- INFORMATION PROVIDED:
★ ★ ★ ★ ★

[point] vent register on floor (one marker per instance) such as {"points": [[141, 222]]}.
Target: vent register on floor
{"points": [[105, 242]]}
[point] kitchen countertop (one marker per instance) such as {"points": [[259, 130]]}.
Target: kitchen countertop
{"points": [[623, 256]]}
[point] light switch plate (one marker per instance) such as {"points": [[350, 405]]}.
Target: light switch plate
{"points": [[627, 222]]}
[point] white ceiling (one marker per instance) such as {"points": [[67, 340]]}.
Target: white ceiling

★ ★ ★ ★ ★

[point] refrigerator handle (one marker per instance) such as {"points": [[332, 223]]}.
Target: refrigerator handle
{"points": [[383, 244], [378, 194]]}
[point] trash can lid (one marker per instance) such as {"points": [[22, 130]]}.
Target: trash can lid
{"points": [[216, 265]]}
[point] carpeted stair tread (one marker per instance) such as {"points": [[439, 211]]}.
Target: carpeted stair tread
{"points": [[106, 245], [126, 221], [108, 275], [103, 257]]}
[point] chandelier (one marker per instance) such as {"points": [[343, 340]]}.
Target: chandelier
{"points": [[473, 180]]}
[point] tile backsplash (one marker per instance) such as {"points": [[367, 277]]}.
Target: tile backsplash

★ ★ ★ ★ ★

- SET EXERCISE:
Return, unchanged, the lines of the data above between the line containing "[point] refrigerator handle" and the line containing "Target: tile backsplash", inclusive.

- REPLY:
[point] refrigerator handle (one marker per instance) such as {"points": [[332, 223]]}.
Target: refrigerator handle
{"points": [[383, 244], [378, 194]]}
[point] trash can lid (one marker per instance) such as {"points": [[22, 130]]}.
Target: trash can lid
{"points": [[216, 265]]}
[point] carpeted stair tread (one marker per instance) such as {"points": [[439, 211]]}.
Target: carpeted stair tread
{"points": [[106, 245], [126, 221], [108, 275], [103, 257]]}
[point] chandelier (one marker per instance) such as {"points": [[343, 340]]}.
Target: chandelier
{"points": [[473, 180]]}
[point] tile backsplash (one marker per instance) such as {"points": [[367, 277]]}.
Target: tile backsplash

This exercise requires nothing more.